■ REQUIRED TASKS
**A.** Answer each question from the threat detection notebook, one answer per line, marked to match:
(i) Which database does the notebook say to select from the drop-down menu?
(ii) What batch interval does the pipeline use?
(iii) Which package is installed for real-time dashboarding?
**B.** Continue the threat detection notebook from where it stops.

■ EXTRACT TO READ
New

IT Threat Detection, Part 3

Notebook

SingleStore Notebooks

IT Threat Detection, Part 3

Note

This tutorial is meant for Standard & Premium Workspaces. You can't run this with a Free Starter Workspace due to restrictions on Storage. Create a Workspace using +group in the left nav & select Standard for this notebook. Gallery notebooks tagged with "Starter" are suitable to run on a Free Starter Workspace

Get pipeline data from Confluent (Kafka)

We recommend for that step to use a S1+ size workspace

Action Required

Make sure to select the siem_log_kafka_demo database from the drop-down menu at the top of this notebook. It updates the connection_url which is used by the %%sql magic command and SQLAlchemy to make connections to the selected database.

In [1]:

%%sql
DROP PIPELINE IF EXISTS `siem_log_real`;
DROP TABLE IF EXISTS `siem_log_real`;

We start creating a simple table to load the logs into a JSON column

In [2]:

%%sql
CREATE TABLE IF NOT EXISTS `siem_log_real` (
  `logs` JSON COLLATE utf8_bin
  , SHARD KEY ()
) AUTOSTATS_CARDINALITY_MODE=PERIODIC AUTOSTATS_HISTOGRAM_MODE=CREATE SQL_MODE='STRICT_ALL_TABLES';

We create a pipeline from the Confluent Cluster with an interval of 20ms

In [3]:

%%sql
CREATE PIPELINE `siem_log_real`
AS LOAD DATA KAFKA 'pkc-p11xm.us-east-1.aws.confluent.cloud:9092/singlestore_topic'
CONFIG '{\"sasl.username\": \"WTIVCYPLUAIMIAYQ\",\n         \"sasl.mechanism\": \"PLAIN\",\n         \"security.protocol\": \"SASL_SSL\",\n         \"ssl.ca.location\": \"/etc/pki/ca-trust/extracted/pem/tls-ca-bundle.pem\"}'
CREDENTIALS '{"sasl.password": "/qIOhlTFEK8RNNCc1qSOnpNj4mqhXfudBlQQFgRfc0qBEjfm99VcyvEuwPILBcnv"}'
BATCH_INTERVAL 20
DISABLE OFFSETS METADATA GC
INTO TABLE `siem_log_real`
FIELDS TERMINATED BY '\t' ENCLOSED BY '' ESCAPED BY '\\'
LINES TERMINATED BY '\n' STARTING BY '';

Let's start the pipeline

In [4]:

%%sql
START PIPELINE siem_log_real;

We extract a few elements from the JSON column such as timestamp, Log_ID, and the vector to be stored in a blob format. Data is extracted as soon as an update is made to the table

In [5]:

%%sql
ALTER TABLE siem_log_real
ADD COLUMN Timestamp as JSON_EXTRACT_STRING(`logs`,'Timestamp') PERSISTED datetime,
ADD COLUMN model_res_blob AS JSON_ARRAY_PACK_F32(JSON_EXTRACT_STRING(`logs`, 'model_res')) PERSISTED BLOB,
ADD COLUMN Log_ID AS JSON_EXTRACT_BIGINT(`logs`, 'Log_ID') PERSISTED bigint;

Install libraries for real-time dashboarding with Perspective

In [6]:

%pip install perspective-python --quiet

In [7]:

import perspective
import threading
import random
import time
from datetime import datetime, date
from perspective import Table, PerspectiveWidget
import warnings
warnings.filterwarnings('ignore')

Boundary annotation records

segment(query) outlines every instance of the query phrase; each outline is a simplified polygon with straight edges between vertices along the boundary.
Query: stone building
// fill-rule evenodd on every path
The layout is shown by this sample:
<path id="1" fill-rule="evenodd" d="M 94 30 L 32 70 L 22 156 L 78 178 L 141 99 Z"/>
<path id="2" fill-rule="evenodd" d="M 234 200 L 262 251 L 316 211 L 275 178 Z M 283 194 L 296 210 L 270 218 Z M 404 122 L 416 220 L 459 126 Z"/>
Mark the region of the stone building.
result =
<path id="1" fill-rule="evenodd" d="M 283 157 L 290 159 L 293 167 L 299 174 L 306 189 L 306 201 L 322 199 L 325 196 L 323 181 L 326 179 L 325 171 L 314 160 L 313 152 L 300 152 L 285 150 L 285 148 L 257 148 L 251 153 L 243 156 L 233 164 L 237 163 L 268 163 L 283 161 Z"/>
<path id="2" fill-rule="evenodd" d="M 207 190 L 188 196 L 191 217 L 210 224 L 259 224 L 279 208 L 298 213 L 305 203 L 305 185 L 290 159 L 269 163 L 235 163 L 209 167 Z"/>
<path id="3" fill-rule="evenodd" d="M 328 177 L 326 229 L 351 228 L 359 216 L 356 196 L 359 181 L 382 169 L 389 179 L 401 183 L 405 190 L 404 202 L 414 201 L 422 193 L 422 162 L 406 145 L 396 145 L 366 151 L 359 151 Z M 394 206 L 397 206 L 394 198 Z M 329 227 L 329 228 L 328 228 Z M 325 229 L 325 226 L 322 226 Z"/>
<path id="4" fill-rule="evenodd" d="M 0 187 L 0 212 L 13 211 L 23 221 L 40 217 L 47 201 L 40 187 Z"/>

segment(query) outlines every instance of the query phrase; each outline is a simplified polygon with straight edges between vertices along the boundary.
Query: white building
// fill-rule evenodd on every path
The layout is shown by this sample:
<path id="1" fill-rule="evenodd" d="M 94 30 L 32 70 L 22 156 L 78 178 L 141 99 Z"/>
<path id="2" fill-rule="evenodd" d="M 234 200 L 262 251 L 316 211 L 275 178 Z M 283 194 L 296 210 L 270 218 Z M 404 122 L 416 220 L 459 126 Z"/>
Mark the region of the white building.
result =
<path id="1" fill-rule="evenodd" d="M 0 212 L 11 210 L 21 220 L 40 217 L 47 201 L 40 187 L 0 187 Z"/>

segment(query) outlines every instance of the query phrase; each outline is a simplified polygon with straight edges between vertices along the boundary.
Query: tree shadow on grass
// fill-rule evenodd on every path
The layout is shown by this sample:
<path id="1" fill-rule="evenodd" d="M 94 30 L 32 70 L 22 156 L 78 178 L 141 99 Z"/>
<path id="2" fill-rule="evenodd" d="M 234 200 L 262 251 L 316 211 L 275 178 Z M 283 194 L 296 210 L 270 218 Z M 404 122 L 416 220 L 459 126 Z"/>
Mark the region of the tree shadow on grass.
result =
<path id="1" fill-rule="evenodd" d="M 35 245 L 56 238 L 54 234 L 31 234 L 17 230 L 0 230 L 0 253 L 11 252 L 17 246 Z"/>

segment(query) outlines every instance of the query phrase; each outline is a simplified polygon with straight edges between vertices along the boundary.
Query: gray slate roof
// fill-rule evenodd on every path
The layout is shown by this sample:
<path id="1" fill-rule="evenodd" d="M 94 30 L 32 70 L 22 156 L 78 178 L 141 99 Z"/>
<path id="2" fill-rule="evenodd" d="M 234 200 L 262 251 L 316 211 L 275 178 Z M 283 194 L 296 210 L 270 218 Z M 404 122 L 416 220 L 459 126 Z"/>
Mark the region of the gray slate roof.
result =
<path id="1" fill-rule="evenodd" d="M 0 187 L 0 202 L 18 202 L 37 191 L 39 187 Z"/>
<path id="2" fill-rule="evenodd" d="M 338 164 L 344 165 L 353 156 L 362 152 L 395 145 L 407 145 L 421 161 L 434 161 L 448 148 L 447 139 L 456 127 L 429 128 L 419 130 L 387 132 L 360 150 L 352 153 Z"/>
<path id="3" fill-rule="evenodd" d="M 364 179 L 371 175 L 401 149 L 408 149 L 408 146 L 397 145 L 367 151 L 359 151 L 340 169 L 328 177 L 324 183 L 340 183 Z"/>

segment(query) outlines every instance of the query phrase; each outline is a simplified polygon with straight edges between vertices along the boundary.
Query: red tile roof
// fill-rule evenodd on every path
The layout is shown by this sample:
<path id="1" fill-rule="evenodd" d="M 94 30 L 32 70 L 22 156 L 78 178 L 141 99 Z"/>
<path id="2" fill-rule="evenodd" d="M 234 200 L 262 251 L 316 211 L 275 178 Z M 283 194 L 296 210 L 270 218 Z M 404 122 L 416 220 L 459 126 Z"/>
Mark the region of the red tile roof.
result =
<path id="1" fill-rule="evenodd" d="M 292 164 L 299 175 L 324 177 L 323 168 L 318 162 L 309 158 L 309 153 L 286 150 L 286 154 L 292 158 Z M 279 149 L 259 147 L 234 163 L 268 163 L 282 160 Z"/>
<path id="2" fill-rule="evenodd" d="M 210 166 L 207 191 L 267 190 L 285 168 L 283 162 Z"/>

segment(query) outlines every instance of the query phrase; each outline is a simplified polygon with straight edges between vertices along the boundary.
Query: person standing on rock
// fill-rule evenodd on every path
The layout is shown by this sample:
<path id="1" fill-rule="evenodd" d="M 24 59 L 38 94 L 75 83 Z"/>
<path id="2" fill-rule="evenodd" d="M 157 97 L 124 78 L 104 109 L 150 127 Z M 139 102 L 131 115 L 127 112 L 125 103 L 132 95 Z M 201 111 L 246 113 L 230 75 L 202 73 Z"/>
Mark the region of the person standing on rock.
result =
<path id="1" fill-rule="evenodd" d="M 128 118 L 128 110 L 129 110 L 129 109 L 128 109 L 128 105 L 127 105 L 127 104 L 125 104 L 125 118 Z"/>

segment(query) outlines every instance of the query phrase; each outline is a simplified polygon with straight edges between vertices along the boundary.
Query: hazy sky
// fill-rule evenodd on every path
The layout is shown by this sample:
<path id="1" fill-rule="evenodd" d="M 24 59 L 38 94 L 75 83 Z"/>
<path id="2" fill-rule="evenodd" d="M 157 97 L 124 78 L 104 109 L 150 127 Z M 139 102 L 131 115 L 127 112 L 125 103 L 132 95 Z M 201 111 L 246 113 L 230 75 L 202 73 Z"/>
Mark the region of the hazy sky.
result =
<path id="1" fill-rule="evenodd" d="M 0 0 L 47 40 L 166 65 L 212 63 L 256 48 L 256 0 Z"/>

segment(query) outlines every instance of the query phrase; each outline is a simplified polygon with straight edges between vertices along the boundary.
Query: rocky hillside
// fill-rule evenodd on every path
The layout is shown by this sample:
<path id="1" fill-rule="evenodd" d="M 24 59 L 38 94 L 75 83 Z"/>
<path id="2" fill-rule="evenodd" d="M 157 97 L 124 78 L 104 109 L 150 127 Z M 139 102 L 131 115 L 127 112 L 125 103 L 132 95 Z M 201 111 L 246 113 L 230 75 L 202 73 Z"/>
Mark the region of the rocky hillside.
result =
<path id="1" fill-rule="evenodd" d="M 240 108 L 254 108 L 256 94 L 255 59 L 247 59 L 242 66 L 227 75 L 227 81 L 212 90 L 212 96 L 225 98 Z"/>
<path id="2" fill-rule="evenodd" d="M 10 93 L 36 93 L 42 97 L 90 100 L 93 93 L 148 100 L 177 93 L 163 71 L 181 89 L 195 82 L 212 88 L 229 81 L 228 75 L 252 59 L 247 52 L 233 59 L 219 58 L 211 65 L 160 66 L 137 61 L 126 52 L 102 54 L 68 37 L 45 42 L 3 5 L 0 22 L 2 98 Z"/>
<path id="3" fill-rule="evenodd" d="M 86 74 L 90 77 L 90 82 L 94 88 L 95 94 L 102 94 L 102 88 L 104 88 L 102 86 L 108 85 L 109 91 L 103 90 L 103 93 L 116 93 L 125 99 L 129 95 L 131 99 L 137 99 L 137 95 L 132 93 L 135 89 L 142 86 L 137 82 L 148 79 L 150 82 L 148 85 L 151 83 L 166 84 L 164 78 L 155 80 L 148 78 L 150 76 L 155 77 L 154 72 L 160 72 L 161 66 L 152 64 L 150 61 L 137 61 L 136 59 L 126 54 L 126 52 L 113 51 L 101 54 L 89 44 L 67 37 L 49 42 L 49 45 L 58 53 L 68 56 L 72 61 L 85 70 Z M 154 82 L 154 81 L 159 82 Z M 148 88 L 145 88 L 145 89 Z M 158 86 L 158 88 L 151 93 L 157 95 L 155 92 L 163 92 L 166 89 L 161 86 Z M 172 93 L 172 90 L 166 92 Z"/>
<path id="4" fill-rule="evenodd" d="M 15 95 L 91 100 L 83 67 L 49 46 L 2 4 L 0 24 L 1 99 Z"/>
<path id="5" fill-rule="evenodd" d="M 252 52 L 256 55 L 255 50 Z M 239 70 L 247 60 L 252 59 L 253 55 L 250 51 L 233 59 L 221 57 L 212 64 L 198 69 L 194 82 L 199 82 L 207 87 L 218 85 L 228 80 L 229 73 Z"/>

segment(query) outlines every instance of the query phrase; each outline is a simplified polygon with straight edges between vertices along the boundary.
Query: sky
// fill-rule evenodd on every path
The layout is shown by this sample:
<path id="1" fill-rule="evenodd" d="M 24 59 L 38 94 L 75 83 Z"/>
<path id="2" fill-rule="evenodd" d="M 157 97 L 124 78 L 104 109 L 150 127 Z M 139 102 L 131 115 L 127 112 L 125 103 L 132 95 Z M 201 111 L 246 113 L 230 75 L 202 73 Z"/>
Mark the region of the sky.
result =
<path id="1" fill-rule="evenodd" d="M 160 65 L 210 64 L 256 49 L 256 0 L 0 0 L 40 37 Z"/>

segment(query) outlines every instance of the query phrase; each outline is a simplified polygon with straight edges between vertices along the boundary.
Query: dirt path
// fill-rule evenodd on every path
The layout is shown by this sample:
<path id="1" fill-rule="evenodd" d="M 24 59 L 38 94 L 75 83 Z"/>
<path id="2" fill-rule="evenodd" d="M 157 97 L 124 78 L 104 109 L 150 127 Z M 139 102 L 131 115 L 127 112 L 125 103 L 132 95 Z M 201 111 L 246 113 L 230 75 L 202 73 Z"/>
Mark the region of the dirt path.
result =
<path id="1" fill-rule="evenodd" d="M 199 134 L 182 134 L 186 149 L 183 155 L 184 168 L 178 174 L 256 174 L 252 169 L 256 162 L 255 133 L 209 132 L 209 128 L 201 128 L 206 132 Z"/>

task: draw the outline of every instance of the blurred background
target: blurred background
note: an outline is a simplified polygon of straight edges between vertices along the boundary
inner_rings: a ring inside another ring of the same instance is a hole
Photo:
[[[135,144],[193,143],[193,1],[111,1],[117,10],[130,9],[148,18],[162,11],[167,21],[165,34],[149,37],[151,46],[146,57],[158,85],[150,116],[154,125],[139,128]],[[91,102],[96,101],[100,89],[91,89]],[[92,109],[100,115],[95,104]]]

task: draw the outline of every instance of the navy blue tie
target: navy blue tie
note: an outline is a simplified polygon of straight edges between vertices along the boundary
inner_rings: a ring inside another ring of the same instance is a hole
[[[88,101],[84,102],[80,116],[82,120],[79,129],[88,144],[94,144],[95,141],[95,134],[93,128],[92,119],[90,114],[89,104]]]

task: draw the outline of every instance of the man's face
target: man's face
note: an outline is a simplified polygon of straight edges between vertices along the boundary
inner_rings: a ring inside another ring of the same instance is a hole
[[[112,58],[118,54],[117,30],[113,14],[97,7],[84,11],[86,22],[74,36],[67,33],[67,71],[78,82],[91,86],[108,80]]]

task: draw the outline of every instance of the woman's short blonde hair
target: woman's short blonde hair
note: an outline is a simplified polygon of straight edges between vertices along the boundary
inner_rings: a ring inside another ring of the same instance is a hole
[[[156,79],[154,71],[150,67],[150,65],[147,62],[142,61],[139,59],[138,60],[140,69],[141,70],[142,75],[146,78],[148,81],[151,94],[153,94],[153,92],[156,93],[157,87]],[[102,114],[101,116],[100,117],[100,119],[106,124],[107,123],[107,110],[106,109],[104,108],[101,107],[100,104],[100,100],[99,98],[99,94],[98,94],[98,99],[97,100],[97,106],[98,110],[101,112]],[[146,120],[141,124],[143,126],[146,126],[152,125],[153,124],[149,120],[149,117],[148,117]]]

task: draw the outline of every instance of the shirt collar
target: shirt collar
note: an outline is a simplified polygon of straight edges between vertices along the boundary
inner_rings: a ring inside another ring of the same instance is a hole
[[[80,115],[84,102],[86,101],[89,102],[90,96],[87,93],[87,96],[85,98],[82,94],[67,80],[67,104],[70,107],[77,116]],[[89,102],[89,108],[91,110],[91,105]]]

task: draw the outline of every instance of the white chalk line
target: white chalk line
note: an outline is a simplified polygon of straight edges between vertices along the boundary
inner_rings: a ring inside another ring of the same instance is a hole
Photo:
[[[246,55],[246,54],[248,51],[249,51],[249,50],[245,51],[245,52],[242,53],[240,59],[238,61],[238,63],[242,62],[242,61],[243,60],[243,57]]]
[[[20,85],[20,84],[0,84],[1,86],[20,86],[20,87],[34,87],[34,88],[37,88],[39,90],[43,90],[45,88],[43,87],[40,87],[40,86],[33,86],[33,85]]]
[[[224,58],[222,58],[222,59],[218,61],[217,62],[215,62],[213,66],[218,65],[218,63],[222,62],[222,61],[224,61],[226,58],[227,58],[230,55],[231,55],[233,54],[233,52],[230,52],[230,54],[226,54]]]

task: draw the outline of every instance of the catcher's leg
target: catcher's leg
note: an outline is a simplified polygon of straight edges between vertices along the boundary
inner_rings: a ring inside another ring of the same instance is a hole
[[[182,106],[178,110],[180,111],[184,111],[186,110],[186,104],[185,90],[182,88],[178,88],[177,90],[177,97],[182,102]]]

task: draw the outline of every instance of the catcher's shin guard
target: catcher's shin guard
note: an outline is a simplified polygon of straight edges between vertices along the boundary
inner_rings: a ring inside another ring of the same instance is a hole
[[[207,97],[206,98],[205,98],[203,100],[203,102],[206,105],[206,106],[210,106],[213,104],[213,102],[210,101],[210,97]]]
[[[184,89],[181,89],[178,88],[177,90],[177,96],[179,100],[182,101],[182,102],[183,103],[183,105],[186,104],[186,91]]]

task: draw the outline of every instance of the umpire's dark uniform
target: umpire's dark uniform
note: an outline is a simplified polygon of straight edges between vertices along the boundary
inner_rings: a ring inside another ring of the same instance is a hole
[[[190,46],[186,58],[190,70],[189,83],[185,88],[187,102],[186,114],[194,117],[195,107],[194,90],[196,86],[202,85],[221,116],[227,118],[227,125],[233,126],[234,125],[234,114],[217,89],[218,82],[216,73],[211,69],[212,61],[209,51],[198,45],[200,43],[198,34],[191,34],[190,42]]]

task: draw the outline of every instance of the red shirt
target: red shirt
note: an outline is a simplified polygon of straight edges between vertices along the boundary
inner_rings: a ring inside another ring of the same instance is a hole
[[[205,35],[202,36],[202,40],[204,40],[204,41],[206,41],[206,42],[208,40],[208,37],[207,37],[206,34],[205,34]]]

■ WRITTEN ANSWERS
**A.**
(i) siem_log_kafka_demo
(ii) 20 ms
(iii) perspective-python

**B.**
We will set dashboard with a refresh rate of 500ms. We use two modes: stop and run to stop a dashboard retrieving results from the database.

In [8]:

def loop():
    while mode != 'stop':
        while mode == 'run':
            table.update(data_source())
            time.sleep(0.5)

Track Real-Time Connections

In [9]:

def data_source():
    result = %sql select Timestamp, count(*) as count_connections from siem_log_real group by Timestamp order by Timestamp desc limit 100
    result2 = list(result.dicts())
    return result2

SCHEMA = {
    "Timestamp": datetime,
    "count_connections": int
}

In [10]:

mode = 'run'
table = perspective.Table(SCHEMA, limit=100)
threading.Thread(target=loop).start()

In [11]:

perspective.PerspectiveWidget(table,title = "Track Real-Time Connections", group_by=["Timestamp"],plugin="Y Line",columns=["count_connections"])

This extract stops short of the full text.